=== Section Start ===
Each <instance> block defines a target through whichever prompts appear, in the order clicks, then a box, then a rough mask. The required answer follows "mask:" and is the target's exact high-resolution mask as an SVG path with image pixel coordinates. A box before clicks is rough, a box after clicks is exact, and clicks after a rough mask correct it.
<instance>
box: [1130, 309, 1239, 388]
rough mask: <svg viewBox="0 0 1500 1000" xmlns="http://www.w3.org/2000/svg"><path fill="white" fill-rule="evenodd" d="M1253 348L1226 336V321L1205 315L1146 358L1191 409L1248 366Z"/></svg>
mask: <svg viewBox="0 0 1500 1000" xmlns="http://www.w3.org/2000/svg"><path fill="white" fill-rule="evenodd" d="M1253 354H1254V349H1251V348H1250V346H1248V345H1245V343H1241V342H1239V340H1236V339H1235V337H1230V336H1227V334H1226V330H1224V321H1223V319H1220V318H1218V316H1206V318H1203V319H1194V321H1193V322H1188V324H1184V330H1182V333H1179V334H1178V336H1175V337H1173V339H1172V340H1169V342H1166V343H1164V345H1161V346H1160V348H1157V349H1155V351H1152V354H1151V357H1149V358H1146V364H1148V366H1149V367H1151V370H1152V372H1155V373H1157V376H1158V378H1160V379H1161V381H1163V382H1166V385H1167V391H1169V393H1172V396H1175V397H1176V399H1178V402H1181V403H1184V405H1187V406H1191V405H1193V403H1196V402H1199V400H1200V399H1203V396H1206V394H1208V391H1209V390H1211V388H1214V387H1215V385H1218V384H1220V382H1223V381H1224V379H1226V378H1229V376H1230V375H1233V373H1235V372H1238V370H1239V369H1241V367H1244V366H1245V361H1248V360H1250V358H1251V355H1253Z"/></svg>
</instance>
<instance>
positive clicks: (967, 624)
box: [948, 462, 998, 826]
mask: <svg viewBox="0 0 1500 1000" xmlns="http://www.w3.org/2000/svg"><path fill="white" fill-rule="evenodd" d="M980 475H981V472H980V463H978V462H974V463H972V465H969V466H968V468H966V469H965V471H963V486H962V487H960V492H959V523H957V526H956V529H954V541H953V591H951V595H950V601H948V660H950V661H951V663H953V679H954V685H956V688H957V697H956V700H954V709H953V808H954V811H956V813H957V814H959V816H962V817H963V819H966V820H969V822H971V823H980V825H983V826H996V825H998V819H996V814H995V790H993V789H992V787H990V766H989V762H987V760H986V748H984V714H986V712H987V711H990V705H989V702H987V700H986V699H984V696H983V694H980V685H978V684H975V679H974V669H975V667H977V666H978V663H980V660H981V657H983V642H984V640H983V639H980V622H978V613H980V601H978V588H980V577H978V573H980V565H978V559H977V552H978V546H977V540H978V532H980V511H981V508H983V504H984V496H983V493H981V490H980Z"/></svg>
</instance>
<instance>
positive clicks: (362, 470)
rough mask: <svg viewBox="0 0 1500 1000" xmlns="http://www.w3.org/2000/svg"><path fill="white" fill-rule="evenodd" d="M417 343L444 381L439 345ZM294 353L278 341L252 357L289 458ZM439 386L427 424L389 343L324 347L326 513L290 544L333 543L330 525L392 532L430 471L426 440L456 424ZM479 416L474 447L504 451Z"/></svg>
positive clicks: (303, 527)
=== Section End ===
* What is required:
The records above need to be transcribed in full. Keep every character unchanged.

* Solution to this task:
Each <instance> block defines a target through whichever prompts appear, in the order clicks, then a box, then a rough mask. The required answer follows "mask:" and is the target's exact high-resolution mask as an SVG path with image pixel coordinates. A box before clicks is rough, a box after clicks is exact, and clicks after a rough mask correct it.
<instance>
box: [1130, 309, 1239, 388]
rough mask: <svg viewBox="0 0 1500 1000" xmlns="http://www.w3.org/2000/svg"><path fill="white" fill-rule="evenodd" d="M1253 348L1226 336V321L1205 315L1146 358L1191 409L1248 366Z"/></svg>
mask: <svg viewBox="0 0 1500 1000" xmlns="http://www.w3.org/2000/svg"><path fill="white" fill-rule="evenodd" d="M1253 354H1254V349H1251V348H1250V346H1248V345H1245V343H1241V342H1239V340H1236V339H1235V337H1230V336H1227V334H1226V330H1224V321H1223V319H1220V318H1218V316H1206V318H1203V319H1194V321H1193V322H1188V324H1184V330H1182V333H1179V334H1178V336H1175V337H1173V339H1172V340H1169V342H1166V343H1164V345H1161V346H1160V348H1157V349H1155V351H1152V354H1151V357H1149V358H1146V364H1148V366H1149V367H1151V370H1152V372H1155V373H1157V376H1158V378H1160V379H1161V381H1163V382H1166V385H1167V391H1169V393H1172V396H1175V397H1176V399H1178V402H1181V403H1184V405H1187V406H1191V405H1193V403H1196V402H1199V400H1200V399H1203V396H1206V394H1208V391H1209V390H1211V388H1214V387H1215V385H1218V384H1220V382H1223V381H1224V379H1226V378H1229V376H1230V375H1233V373H1235V372H1238V370H1239V369H1241V367H1244V366H1245V361H1248V360H1250V358H1251V355H1253Z"/></svg>
</instance>
<instance>
positive clicks: (967, 624)
box: [948, 462, 998, 826]
mask: <svg viewBox="0 0 1500 1000" xmlns="http://www.w3.org/2000/svg"><path fill="white" fill-rule="evenodd" d="M980 475H981V472H980V463H978V462H974V463H972V465H969V466H968V468H966V469H965V471H963V486H962V487H960V492H959V523H957V526H956V529H954V541H953V591H951V595H950V601H948V660H950V661H951V663H953V679H954V685H956V688H957V697H956V700H954V709H953V808H954V811H956V813H957V814H959V816H962V817H963V819H966V820H969V822H971V823H980V825H983V826H996V825H998V819H996V814H995V790H993V789H992V787H990V766H989V762H987V760H986V748H984V714H986V712H987V711H990V705H989V702H987V700H986V699H984V696H983V694H980V685H978V684H975V679H974V669H975V667H977V666H978V663H980V660H981V657H983V642H984V640H983V639H980V622H978V613H980V601H978V588H980V577H978V573H980V565H978V559H977V552H978V546H977V540H978V532H980V511H981V508H983V504H984V496H983V493H981V490H980Z"/></svg>
</instance>
<instance>
positive clicks: (362, 470)
rough mask: <svg viewBox="0 0 1500 1000" xmlns="http://www.w3.org/2000/svg"><path fill="white" fill-rule="evenodd" d="M417 343L444 381L439 345ZM294 353L278 341L252 357L289 458ZM439 386L427 424L389 343L324 347L326 513L290 544L333 543L330 525L392 532L430 471L426 440L456 424ZM479 416L474 447L504 451Z"/></svg>
positive clicks: (303, 527)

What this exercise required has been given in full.